### Tareas
[1] Según el fragmento sobre la herencia en China, ¿qué conducta fomenta un impuesto sobre el legado?
[2] ¿Qué verbos en imperativo aparecen en el fragmento sobre la herencia en China?
[3] Retoma el fragmento sobre la herencia en China desde el punto en que se detiene.

### Fragmento de origen

Este hecho por sí solo debería demoler la caricatura de una China socialista y redistributiva. Un Estado verdaderamente comprometido con la nivelación social vería en las grandes fortunas transferidas una veta dorada para financiar programas públicos. Pero la lógica que impera es otra. El sistema chino está calibrado para la máxima acumulación, bajo la premisa de que gravar el legado es un acto de sabotaje económico. Se entiende que tal impuesto enfría el afán de ahorro a largo plazo y fomenta el dispendio, una conducta que atenta contra el ethos de la capitalización. Al garantizar que el fruto del esfuerzo pasará intacto, se envía una señal inequívoca: construid, invertid, acumulad, pues vuestra estirpe recogerá la cosecha completa.
Aquí yace una profunda divergencia filosófica sobre el significado de la justicia. La tradición occidental a menudo ve la herencia como una distorsión de la igualdad de oportunidades, un privilegio que confiere una ventaja de salida injusta. El pragmatismo chino resuelve esta tensión decantándose por la causa en lugar del efecto. Si a una generación se le garantiza la libertad de competir y triunfar, cercenar su derecho a legar ese triunfo a sus hijos es, en esencia, romper la promesa original. Es penalizar el éxito en nombre de una igualdad teórica para la siguiente cohorte. China ha hecho su apuesta: el derecho de los padres a cimentar el porvenir de sus hijos prevalece sobre el ideal de una línea de salida uniforme.

### Material de consulta

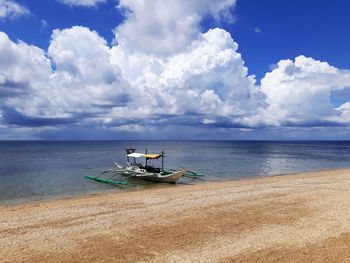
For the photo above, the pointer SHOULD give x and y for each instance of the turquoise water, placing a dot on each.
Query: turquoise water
(43, 170)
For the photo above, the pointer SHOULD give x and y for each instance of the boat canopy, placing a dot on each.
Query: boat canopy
(135, 155)
(152, 156)
(148, 156)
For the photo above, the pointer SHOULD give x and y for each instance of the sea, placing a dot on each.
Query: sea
(35, 171)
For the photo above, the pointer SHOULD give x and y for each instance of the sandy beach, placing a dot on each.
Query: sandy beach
(292, 218)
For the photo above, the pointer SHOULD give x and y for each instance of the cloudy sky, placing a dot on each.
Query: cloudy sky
(174, 69)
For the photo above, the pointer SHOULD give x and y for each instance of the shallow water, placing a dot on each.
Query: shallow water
(42, 170)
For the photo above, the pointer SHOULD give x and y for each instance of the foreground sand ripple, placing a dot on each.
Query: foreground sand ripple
(292, 218)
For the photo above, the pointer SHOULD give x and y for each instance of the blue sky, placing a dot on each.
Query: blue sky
(223, 69)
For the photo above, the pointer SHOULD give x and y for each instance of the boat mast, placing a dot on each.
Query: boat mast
(163, 161)
(146, 151)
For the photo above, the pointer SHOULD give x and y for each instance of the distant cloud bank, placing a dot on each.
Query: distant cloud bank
(163, 72)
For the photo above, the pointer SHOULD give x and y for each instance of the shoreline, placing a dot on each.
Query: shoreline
(21, 202)
(295, 217)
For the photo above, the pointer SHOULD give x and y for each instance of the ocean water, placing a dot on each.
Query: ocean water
(44, 170)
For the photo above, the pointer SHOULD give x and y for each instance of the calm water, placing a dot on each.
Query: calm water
(33, 171)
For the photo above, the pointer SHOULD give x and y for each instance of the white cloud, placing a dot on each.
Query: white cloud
(11, 9)
(164, 27)
(88, 3)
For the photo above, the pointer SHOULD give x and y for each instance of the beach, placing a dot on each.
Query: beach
(290, 218)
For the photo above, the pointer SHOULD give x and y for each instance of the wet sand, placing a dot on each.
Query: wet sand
(292, 218)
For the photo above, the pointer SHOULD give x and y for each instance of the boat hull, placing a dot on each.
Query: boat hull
(157, 177)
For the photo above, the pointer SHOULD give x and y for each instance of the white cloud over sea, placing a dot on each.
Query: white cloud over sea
(87, 3)
(161, 74)
(11, 9)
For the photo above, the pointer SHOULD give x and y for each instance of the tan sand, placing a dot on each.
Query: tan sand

### Respuestas
[1] Fomenta el dispendio.

[2] Construid, invertid, acumulad.

[3]
Sin embargo, el sistema se enfrenta ahora a su propia contradicción. El motor de ahorro masivo que impulsó el milagro económico se ha convertido en un freno para la transición hacia una economía de consumo interno. El gobierno necesita que sus ciudadanos abran la cartera, pero décadas de cultura y política fiscal los han programado para lo contrario. Instaurar ahora un impuesto de sucesiones podría parecer la palanca idónea para forzar el gasto entre las generaciones mayores, pero sería un juego de alto riesgo. Podría desatar una fuga de capitales y, más grave aún, dañar el software cultural del ahorro que ha demostrado ser tan prodigiosamente productivo. Es un dilema formidable: la medicina que podría curar el bajo consumo amenaza con matar al paciente que construyó la prosperidad.
Al final, la ausencia de este impuesto no es una anomalía, sino la expresión más pura de un contrato social y una visión del mundo. Es el eco moderno del antiguo proverbio que aconseja "criar hijos para la vejez y almacenar grano para el hambre". En la China contemporánea, el capital es el grano, y la herencia es el método para asegurar que los silos familiares no solo resistan el paso del tiempo, sino que rebosen para las generaciones venideras. El Estado, lejos de intervenir, observa y bendice este ciclo, pues entiende que la fortaleza de innumerables dinastías económicas es, en última instancia, la fortaleza del propio dragón.